----- Records for this task

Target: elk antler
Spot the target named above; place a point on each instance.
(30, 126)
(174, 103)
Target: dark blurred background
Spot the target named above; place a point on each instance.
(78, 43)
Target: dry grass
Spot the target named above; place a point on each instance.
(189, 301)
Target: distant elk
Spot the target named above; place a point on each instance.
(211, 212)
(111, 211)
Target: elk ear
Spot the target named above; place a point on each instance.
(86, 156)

----------
----- Records for this task

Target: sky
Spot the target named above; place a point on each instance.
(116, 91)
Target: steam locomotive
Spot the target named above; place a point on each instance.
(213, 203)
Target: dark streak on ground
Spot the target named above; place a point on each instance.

----------
----- Records for this task

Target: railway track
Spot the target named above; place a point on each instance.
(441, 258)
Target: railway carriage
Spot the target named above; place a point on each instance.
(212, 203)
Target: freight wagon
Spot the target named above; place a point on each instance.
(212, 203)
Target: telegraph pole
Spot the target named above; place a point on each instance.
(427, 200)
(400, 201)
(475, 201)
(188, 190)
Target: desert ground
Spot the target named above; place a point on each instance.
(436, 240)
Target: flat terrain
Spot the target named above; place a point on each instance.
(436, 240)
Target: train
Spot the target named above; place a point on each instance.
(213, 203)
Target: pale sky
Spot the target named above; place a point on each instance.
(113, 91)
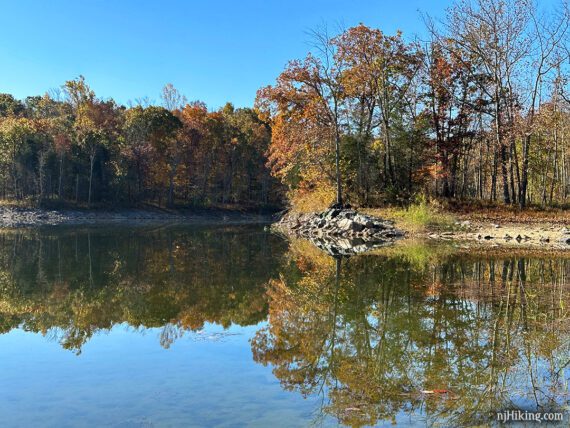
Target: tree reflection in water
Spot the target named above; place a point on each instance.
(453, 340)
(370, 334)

----------

▸ Written instruction: Pick out every line in the material above that contains the word "railway" and copy each of those lines. Case counts.

▸ Reply:
Target: railway track
Target: railway carriage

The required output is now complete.